Location identification items:
--------

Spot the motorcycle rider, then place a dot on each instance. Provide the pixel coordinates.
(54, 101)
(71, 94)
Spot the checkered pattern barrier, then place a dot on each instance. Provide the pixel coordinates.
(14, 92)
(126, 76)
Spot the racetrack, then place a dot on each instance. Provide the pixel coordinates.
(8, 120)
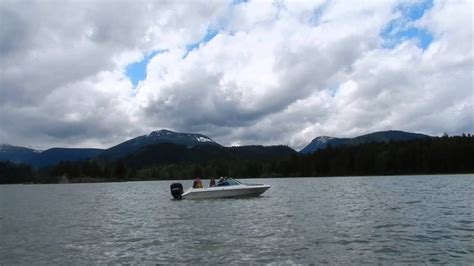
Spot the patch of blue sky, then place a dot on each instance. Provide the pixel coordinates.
(210, 34)
(136, 72)
(401, 29)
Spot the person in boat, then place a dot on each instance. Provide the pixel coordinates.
(212, 183)
(197, 183)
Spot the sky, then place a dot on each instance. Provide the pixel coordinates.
(96, 73)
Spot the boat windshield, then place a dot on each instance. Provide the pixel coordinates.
(228, 182)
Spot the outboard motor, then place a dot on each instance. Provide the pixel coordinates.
(176, 190)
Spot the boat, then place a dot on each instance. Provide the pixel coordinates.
(228, 188)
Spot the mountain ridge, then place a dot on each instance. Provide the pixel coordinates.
(323, 142)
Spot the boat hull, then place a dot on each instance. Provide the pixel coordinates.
(225, 192)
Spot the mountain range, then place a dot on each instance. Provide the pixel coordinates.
(323, 142)
(165, 146)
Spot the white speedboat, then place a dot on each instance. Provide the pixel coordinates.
(225, 189)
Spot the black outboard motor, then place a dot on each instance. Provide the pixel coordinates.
(176, 190)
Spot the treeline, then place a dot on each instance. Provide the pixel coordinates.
(442, 155)
(425, 156)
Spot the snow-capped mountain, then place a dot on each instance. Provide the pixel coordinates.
(161, 136)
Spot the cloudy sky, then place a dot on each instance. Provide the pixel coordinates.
(95, 73)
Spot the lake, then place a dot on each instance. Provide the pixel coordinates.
(338, 220)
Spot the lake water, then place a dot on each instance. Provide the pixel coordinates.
(341, 220)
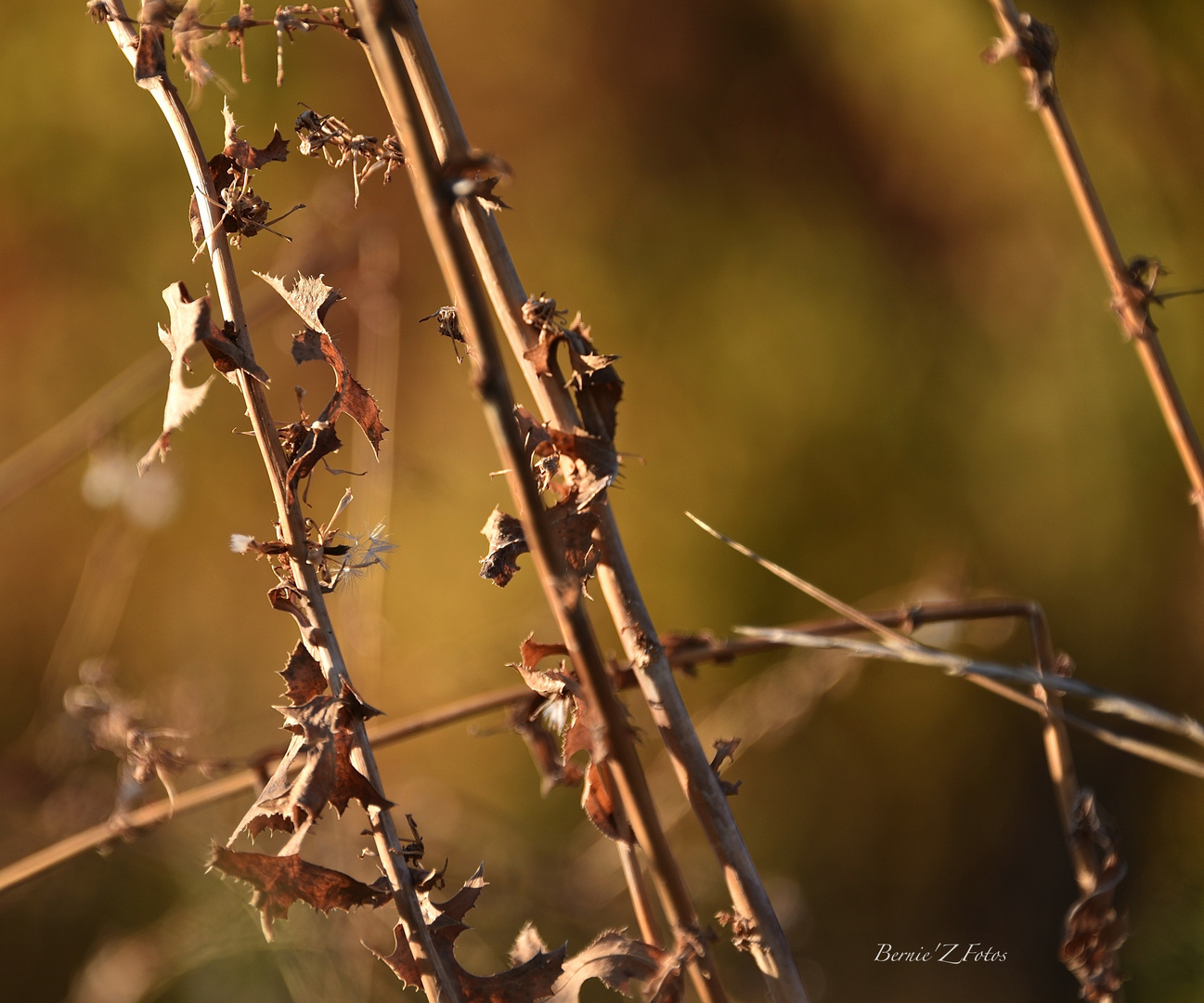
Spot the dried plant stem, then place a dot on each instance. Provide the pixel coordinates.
(250, 779)
(615, 742)
(84, 427)
(1130, 300)
(436, 982)
(628, 612)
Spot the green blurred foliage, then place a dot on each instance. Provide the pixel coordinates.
(861, 330)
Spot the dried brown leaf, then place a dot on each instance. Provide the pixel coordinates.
(574, 531)
(150, 63)
(189, 324)
(280, 880)
(506, 543)
(616, 961)
(524, 983)
(243, 154)
(304, 678)
(1094, 931)
(323, 743)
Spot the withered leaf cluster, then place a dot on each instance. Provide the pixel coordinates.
(592, 377)
(114, 723)
(628, 966)
(243, 212)
(576, 465)
(190, 323)
(307, 442)
(306, 17)
(558, 723)
(1094, 931)
(317, 770)
(339, 143)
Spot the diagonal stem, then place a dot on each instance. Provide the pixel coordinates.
(615, 742)
(291, 522)
(615, 576)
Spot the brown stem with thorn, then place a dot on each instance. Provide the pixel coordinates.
(291, 522)
(615, 741)
(1130, 300)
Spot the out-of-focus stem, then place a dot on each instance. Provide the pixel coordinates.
(436, 982)
(1130, 300)
(613, 743)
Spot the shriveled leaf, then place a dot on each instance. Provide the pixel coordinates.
(304, 678)
(725, 749)
(524, 983)
(311, 299)
(323, 742)
(572, 530)
(280, 880)
(1094, 931)
(599, 804)
(189, 324)
(616, 961)
(150, 63)
(543, 744)
(242, 153)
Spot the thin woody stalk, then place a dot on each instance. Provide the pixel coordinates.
(1036, 47)
(436, 982)
(618, 581)
(613, 742)
(689, 657)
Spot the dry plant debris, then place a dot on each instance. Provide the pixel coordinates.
(339, 143)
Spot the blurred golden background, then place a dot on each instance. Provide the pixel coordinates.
(861, 330)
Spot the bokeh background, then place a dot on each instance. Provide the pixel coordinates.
(861, 330)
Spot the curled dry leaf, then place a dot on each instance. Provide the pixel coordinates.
(339, 143)
(304, 678)
(725, 749)
(243, 212)
(150, 63)
(615, 959)
(574, 531)
(477, 176)
(280, 880)
(526, 982)
(558, 723)
(588, 465)
(311, 299)
(744, 933)
(190, 324)
(189, 39)
(321, 744)
(592, 377)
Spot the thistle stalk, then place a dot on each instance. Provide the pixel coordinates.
(1036, 47)
(628, 612)
(434, 981)
(613, 741)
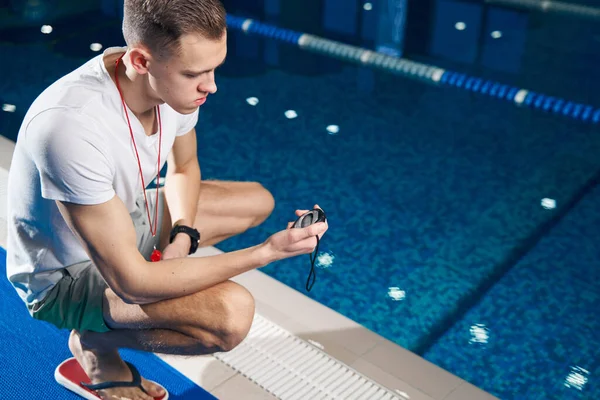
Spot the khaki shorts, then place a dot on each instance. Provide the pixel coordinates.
(77, 300)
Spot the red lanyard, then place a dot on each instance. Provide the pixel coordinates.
(153, 227)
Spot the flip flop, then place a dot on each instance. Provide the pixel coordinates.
(70, 375)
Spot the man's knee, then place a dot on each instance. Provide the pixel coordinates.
(237, 313)
(264, 203)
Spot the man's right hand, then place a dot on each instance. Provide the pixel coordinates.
(293, 242)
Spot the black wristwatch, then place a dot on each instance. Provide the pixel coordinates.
(193, 234)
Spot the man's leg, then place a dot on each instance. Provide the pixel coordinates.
(226, 209)
(216, 319)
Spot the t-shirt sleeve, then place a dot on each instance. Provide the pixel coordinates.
(186, 123)
(71, 157)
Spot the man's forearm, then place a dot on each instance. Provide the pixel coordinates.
(152, 282)
(182, 190)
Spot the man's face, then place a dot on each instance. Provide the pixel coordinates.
(186, 78)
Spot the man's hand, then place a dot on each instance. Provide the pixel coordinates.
(294, 242)
(179, 248)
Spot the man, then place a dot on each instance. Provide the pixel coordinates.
(82, 230)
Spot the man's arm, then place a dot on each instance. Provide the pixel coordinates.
(182, 186)
(108, 235)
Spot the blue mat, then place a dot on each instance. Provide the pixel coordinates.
(30, 350)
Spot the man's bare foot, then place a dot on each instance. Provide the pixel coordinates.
(102, 365)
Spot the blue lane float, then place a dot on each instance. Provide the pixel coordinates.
(415, 70)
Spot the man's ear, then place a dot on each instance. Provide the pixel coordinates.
(139, 57)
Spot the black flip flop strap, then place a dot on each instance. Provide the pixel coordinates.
(135, 382)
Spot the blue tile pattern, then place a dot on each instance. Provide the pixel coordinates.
(538, 326)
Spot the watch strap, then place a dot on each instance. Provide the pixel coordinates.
(193, 233)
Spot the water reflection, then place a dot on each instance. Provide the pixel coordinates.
(396, 294)
(325, 259)
(577, 378)
(480, 334)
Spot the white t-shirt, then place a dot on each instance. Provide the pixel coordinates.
(74, 145)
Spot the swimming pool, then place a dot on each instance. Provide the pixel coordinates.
(434, 198)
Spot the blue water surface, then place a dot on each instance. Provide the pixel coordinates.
(434, 198)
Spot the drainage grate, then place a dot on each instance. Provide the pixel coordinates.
(291, 369)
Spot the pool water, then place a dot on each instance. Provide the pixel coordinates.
(440, 238)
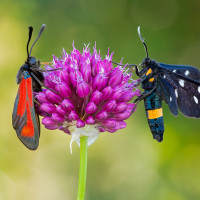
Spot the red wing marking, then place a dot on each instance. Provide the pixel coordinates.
(26, 104)
(28, 130)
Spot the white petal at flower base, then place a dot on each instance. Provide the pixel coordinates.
(89, 130)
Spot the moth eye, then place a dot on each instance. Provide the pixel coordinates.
(181, 83)
(199, 89)
(196, 100)
(176, 93)
(187, 72)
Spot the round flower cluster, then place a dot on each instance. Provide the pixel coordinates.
(90, 95)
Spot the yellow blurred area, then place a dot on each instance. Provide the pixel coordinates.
(128, 164)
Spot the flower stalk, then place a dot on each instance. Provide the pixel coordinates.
(83, 168)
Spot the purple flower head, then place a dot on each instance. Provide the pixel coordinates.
(91, 96)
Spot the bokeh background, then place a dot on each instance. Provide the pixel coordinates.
(128, 164)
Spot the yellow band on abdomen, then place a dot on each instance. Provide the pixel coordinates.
(153, 114)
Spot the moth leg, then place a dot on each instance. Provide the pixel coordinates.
(42, 70)
(144, 95)
(42, 84)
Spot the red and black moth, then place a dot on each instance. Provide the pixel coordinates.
(25, 120)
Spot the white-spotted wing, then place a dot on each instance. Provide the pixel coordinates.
(179, 87)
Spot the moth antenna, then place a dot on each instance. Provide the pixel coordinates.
(141, 38)
(41, 30)
(29, 38)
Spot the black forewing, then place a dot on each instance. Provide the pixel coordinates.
(166, 92)
(182, 86)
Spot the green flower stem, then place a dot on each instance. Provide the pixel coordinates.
(83, 168)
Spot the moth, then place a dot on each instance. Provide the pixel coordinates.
(177, 85)
(25, 120)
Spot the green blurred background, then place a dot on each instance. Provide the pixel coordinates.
(128, 164)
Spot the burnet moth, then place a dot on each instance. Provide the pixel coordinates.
(25, 120)
(176, 85)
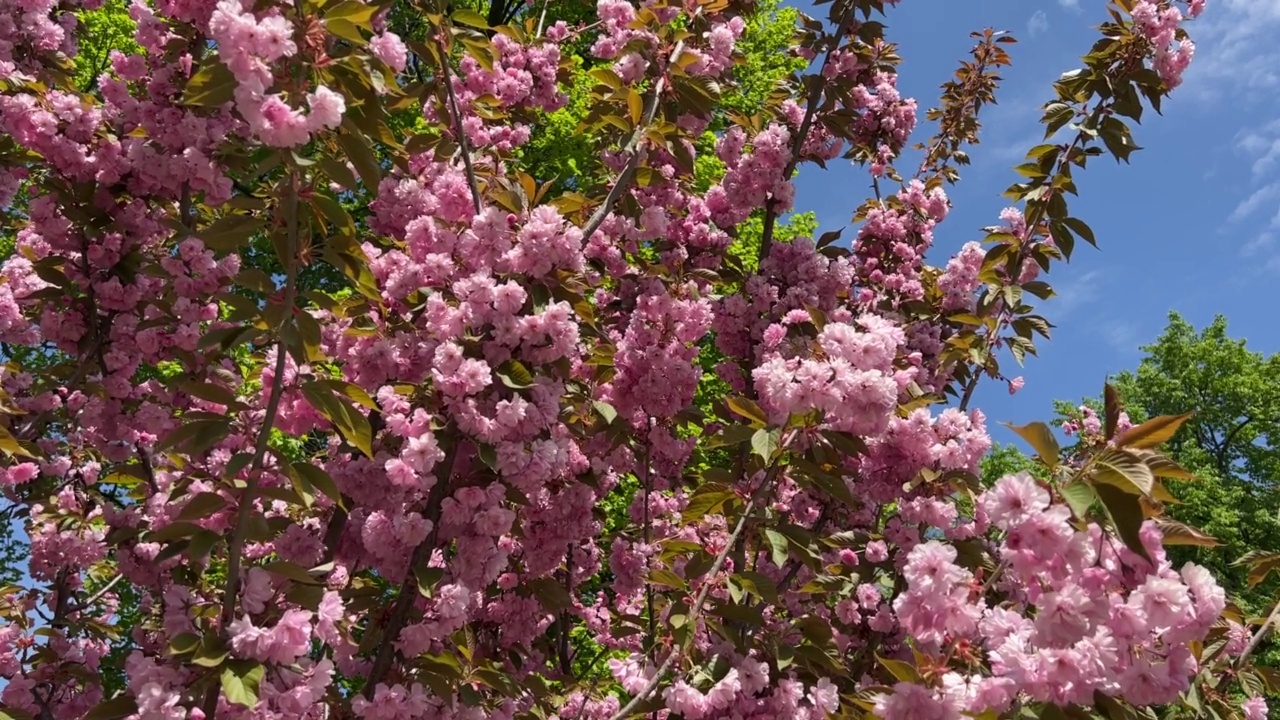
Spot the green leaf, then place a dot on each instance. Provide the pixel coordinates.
(748, 409)
(10, 445)
(1056, 115)
(241, 679)
(292, 572)
(778, 546)
(352, 12)
(196, 436)
(1178, 533)
(1125, 511)
(1079, 497)
(361, 154)
(467, 17)
(1042, 441)
(213, 86)
(320, 481)
(113, 709)
(231, 232)
(709, 497)
(846, 443)
(1153, 432)
(552, 595)
(607, 411)
(664, 577)
(764, 443)
(426, 579)
(903, 671)
(1123, 470)
(184, 643)
(515, 374)
(351, 391)
(352, 425)
(758, 584)
(211, 654)
(202, 506)
(1111, 410)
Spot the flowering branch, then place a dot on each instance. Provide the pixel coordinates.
(696, 609)
(420, 557)
(456, 113)
(631, 147)
(816, 95)
(245, 510)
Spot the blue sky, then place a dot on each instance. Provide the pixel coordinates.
(1192, 224)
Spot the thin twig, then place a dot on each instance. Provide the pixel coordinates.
(464, 146)
(99, 595)
(408, 589)
(236, 545)
(631, 147)
(771, 214)
(1258, 636)
(704, 592)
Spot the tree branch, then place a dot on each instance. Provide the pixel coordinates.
(696, 607)
(236, 545)
(771, 214)
(465, 147)
(408, 587)
(627, 173)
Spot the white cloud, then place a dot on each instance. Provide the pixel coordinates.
(1121, 336)
(1258, 245)
(1260, 197)
(1264, 145)
(1075, 292)
(1235, 50)
(1037, 24)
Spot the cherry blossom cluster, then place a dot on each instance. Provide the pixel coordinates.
(387, 500)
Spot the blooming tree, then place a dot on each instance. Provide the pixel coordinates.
(371, 418)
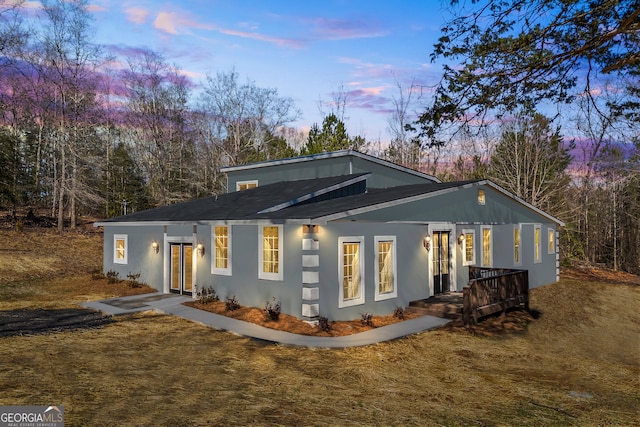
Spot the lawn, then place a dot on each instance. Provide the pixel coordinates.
(577, 364)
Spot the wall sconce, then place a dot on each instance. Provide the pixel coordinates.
(310, 229)
(427, 242)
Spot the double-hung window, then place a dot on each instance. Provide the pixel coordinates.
(487, 243)
(517, 247)
(351, 271)
(537, 240)
(222, 250)
(120, 249)
(386, 268)
(270, 253)
(468, 247)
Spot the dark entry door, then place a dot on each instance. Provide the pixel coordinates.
(181, 268)
(441, 261)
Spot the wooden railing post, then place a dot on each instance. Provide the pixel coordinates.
(466, 306)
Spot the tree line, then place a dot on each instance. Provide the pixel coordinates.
(85, 133)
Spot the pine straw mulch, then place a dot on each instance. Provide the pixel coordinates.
(294, 325)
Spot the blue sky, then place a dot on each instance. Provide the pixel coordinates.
(305, 49)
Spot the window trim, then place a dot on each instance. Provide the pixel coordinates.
(518, 228)
(216, 270)
(381, 296)
(261, 273)
(482, 260)
(537, 246)
(248, 182)
(551, 240)
(123, 260)
(481, 197)
(464, 247)
(342, 303)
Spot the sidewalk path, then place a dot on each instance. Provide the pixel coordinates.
(172, 304)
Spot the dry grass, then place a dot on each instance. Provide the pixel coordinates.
(576, 365)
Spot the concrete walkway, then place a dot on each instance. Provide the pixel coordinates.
(172, 304)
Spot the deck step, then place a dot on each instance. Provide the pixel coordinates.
(449, 312)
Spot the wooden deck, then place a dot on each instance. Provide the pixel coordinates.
(490, 290)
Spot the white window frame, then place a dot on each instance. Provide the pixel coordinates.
(239, 183)
(537, 247)
(117, 260)
(216, 270)
(551, 239)
(380, 296)
(517, 227)
(464, 247)
(482, 260)
(360, 299)
(482, 197)
(261, 273)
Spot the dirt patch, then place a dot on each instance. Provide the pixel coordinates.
(294, 325)
(38, 321)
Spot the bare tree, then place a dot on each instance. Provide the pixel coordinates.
(243, 115)
(530, 161)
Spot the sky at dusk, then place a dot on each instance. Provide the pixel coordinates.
(307, 50)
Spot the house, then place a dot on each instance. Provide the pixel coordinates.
(335, 235)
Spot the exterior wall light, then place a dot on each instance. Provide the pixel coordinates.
(427, 242)
(310, 229)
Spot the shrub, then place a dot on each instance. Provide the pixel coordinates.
(133, 280)
(207, 295)
(323, 324)
(367, 319)
(112, 276)
(271, 310)
(231, 304)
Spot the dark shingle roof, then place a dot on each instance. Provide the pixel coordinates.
(240, 204)
(249, 205)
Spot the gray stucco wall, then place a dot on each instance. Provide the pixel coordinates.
(141, 258)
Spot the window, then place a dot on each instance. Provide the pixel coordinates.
(222, 250)
(486, 246)
(270, 253)
(245, 185)
(468, 247)
(537, 249)
(120, 249)
(351, 271)
(385, 267)
(517, 249)
(481, 197)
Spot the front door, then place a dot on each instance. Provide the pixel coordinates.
(441, 261)
(181, 268)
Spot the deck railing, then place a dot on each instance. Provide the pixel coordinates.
(491, 290)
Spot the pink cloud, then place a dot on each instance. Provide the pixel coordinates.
(169, 22)
(96, 8)
(296, 44)
(137, 15)
(340, 29)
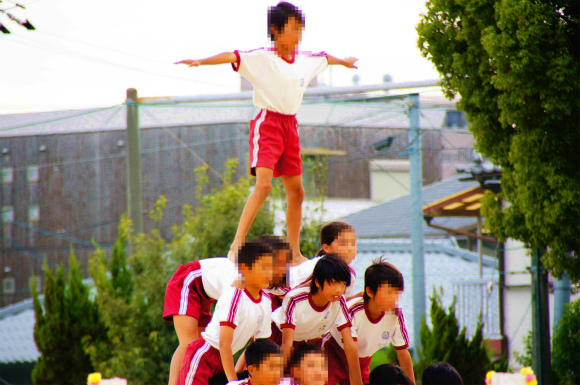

--------

**TASK PROMPT**. Return every line of the data that contains the word "plant". Case counts.

**FINISHED TASK**.
Spot the dried plant stem, then place a dot on each instance. Provide the pixel coordinates.
Spot the dry plant debris, then place a dot on each instance. Provide the pixel coordinates.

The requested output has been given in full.